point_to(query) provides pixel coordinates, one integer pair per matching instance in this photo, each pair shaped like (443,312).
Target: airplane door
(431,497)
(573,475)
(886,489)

--

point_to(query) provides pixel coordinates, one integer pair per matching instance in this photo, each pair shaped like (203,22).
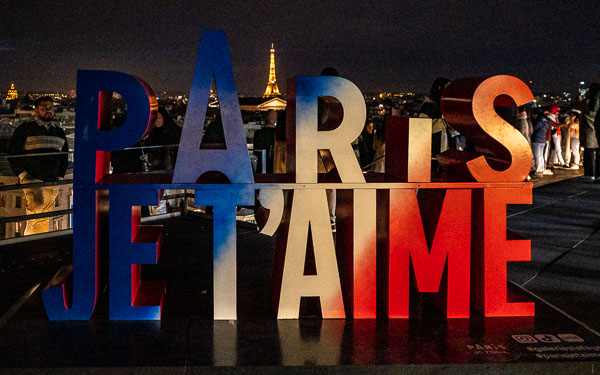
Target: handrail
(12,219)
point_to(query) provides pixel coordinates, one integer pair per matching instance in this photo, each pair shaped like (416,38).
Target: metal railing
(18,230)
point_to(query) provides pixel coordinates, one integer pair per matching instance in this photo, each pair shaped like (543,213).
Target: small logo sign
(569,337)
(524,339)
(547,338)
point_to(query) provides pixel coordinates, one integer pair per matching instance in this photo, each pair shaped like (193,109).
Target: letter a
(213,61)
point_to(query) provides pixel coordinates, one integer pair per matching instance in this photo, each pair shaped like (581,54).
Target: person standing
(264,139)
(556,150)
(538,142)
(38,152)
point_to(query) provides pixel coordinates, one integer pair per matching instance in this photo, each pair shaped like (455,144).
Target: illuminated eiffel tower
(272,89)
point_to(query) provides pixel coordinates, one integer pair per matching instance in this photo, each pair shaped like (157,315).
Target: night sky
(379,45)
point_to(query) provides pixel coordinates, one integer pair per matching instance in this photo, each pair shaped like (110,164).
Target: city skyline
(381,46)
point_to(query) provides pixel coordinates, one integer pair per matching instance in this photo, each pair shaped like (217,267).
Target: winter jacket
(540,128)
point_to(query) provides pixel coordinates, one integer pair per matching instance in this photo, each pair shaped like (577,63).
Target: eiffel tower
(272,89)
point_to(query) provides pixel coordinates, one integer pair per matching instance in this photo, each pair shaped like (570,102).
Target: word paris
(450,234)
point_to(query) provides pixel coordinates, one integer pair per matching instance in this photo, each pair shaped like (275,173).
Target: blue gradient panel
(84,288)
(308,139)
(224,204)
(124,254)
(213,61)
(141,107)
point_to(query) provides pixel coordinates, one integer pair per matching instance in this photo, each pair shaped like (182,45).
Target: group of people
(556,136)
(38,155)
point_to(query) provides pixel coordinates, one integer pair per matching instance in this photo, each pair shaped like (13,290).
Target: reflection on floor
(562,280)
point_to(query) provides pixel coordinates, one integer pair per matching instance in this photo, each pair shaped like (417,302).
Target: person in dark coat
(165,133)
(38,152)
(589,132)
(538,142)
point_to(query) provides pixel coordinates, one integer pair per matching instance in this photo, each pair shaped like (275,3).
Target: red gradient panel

Exercise:
Copy the records from the line containing "shaped like (417,302)." through the line containing "Target: red gradient panel", replacing "dark coat" with "black coat" and leaving everything else unchanged.

Result:
point_to(query) provides pixel coordinates, one integer pair per matching instance in this photo, each pair shaped like (417,302).
Target: person in black coat
(165,133)
(38,152)
(589,132)
(538,142)
point_to(query) provides pixel coordinates, one integer pair per matching instance in this photo, each pair shaped like (275,3).
Target: red gradient panel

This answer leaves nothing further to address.